▸ Task goal
Pull out every line of the data below that contains the word "noun", and copy each of those lines in full.

· · ·

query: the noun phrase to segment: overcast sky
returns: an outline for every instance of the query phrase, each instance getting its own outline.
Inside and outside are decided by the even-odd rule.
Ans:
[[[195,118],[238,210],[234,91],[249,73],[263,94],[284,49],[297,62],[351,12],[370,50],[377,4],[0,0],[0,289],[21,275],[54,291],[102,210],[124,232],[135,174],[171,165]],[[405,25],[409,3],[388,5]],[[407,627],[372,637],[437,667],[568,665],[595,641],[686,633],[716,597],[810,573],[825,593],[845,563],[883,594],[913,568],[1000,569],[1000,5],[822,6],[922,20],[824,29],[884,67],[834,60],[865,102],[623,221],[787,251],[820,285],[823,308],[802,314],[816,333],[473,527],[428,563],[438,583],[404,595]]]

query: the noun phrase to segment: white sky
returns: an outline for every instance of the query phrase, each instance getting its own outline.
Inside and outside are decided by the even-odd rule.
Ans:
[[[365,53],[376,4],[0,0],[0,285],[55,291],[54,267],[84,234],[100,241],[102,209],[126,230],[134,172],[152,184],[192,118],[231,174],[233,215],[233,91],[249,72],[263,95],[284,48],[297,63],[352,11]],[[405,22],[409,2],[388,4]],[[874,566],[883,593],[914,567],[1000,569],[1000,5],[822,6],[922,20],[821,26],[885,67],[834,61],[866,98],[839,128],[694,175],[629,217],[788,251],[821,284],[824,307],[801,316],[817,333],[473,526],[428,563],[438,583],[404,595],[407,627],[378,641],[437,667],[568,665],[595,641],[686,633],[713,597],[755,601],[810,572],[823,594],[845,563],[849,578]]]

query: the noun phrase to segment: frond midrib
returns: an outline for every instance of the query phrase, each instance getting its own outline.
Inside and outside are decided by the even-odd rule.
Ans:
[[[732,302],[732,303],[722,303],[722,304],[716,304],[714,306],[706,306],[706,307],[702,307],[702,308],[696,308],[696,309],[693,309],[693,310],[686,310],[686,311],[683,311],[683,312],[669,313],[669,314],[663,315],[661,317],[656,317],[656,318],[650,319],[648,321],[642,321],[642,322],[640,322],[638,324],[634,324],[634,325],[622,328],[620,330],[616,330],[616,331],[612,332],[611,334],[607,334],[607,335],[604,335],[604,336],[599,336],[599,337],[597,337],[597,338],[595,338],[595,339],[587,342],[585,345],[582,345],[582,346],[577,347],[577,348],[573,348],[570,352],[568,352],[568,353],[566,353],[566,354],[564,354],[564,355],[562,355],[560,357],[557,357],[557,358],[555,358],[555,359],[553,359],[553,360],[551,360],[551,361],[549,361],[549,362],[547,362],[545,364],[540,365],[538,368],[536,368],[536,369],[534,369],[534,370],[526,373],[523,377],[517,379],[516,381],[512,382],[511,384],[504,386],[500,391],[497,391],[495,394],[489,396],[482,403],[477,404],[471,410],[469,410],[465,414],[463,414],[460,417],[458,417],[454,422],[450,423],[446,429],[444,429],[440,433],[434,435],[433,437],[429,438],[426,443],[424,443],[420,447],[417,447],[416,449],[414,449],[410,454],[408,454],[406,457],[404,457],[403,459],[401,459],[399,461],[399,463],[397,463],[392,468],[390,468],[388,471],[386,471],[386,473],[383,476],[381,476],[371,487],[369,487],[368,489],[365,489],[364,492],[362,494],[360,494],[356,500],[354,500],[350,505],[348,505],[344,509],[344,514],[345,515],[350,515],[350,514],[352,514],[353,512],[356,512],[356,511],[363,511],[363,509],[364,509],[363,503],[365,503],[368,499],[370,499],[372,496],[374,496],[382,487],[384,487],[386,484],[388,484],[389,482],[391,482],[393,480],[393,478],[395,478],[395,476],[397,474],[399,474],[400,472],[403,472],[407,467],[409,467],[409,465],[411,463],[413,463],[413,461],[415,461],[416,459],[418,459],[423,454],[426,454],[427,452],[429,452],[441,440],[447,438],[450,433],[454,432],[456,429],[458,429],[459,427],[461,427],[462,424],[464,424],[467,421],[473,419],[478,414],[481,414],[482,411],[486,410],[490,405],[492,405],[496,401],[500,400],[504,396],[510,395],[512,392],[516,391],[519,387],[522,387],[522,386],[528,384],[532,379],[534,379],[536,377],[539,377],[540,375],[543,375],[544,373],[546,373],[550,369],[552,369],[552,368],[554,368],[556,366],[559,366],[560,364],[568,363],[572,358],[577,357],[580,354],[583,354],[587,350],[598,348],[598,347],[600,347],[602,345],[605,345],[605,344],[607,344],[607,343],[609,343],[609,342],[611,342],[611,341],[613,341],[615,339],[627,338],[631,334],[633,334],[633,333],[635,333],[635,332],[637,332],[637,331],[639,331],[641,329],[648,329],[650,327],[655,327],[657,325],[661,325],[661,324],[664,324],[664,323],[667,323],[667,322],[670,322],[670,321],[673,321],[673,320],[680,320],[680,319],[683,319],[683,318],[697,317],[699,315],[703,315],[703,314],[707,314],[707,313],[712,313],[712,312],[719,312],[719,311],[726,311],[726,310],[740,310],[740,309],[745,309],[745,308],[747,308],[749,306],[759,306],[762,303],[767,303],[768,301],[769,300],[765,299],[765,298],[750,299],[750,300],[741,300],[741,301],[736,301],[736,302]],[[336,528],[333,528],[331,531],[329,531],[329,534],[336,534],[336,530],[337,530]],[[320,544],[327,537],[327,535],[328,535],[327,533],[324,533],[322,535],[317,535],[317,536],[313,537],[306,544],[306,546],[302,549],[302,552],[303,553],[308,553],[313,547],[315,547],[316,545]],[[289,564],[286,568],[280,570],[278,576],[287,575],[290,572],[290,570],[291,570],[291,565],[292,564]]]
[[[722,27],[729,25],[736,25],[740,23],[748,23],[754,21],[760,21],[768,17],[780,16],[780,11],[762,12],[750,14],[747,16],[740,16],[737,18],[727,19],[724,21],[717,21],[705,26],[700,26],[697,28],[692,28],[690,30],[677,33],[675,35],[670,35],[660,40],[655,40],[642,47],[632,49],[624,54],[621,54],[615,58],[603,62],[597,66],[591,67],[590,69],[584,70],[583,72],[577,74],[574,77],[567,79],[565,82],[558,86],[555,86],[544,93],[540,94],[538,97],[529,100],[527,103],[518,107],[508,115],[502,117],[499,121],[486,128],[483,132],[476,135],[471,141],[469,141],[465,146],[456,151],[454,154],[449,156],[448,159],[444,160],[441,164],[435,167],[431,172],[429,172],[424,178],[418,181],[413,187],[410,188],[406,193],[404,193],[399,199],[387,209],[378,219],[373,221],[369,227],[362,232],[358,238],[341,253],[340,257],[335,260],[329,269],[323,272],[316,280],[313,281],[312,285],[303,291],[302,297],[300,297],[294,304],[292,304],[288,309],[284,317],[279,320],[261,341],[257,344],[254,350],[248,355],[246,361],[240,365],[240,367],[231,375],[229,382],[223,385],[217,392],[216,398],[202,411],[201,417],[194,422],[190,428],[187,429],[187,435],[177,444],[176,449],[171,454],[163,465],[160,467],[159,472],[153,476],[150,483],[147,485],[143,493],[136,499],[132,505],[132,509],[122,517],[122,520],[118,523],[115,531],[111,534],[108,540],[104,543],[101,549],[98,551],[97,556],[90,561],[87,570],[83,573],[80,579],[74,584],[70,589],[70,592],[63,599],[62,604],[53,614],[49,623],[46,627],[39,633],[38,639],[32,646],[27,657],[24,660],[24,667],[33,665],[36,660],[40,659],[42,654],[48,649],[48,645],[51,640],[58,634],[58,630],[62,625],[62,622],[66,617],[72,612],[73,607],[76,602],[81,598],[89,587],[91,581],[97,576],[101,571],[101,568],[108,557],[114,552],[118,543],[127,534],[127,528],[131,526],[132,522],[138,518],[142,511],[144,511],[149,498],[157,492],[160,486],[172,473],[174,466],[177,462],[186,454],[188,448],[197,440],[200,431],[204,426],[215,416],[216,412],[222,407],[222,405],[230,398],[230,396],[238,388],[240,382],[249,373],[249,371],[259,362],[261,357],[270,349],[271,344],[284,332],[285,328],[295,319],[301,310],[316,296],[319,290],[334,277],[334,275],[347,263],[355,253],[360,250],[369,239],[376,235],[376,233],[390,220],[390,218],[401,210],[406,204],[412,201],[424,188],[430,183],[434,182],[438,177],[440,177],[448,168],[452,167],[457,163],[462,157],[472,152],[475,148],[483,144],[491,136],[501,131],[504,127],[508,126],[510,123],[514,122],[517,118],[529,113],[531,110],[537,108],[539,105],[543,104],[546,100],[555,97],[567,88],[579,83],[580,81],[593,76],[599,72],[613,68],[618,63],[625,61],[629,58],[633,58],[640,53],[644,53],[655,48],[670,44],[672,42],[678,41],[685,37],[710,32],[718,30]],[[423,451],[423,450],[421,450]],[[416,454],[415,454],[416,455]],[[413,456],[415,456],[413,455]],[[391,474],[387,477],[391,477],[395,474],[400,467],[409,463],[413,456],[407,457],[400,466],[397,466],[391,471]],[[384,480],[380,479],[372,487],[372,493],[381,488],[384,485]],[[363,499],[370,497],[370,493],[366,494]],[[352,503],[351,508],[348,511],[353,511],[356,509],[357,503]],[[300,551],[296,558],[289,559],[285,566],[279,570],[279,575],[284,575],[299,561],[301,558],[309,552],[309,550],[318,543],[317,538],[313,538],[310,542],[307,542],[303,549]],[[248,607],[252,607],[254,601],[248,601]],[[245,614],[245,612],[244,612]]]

· · ·

▸ Written response
query: the noun phrase to segment: overcast sky
query: the noun phrase to segment: white sky
query: the noun phrase to segment: frond midrib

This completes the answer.